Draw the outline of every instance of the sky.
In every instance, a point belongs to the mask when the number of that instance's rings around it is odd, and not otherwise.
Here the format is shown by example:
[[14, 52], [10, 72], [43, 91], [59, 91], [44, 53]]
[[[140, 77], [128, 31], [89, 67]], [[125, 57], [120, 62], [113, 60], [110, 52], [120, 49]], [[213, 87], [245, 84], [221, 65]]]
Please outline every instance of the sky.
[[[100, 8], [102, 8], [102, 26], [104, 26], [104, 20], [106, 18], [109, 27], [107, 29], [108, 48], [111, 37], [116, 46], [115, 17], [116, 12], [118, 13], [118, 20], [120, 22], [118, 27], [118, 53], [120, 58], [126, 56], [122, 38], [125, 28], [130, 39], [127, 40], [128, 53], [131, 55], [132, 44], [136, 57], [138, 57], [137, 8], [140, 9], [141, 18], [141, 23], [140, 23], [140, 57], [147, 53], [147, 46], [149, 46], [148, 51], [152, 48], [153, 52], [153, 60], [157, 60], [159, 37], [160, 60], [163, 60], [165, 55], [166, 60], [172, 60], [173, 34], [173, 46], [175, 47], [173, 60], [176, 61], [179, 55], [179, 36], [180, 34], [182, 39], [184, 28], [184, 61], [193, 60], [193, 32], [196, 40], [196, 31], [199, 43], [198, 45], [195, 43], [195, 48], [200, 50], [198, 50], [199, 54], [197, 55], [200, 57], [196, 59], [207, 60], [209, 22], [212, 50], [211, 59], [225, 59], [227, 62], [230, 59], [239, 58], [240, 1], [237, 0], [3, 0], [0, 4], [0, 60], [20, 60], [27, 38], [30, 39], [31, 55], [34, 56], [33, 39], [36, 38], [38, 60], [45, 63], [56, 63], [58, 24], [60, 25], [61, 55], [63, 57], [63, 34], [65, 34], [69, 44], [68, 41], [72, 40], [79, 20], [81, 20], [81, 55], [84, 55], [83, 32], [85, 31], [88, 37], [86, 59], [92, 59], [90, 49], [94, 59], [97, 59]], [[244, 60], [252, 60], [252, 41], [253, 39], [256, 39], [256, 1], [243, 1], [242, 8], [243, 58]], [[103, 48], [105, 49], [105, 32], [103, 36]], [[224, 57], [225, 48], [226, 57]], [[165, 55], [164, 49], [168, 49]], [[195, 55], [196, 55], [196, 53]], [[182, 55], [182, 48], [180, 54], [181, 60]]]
- - -
What this task involves |
Rewrite the material as a numbered list with blank lines omitted, starting with its first line and going on through the line that contains "Please outline every instance of the sky.".

Correct answer |
1. Draw the outline of every instance of the sky.
2. In every instance, a point belongs to the mask when the number of that instance's rings around it is odd, and not otherwise.
3. Here the format is shown by example:
4. [[14, 52], [10, 72], [43, 91], [59, 91], [44, 53]]
5. [[[140, 77], [128, 31], [89, 67]], [[125, 57], [120, 62], [113, 60], [110, 52], [120, 49]], [[213, 87], [245, 84], [221, 65]]]
6. Please outline every instance of the sky.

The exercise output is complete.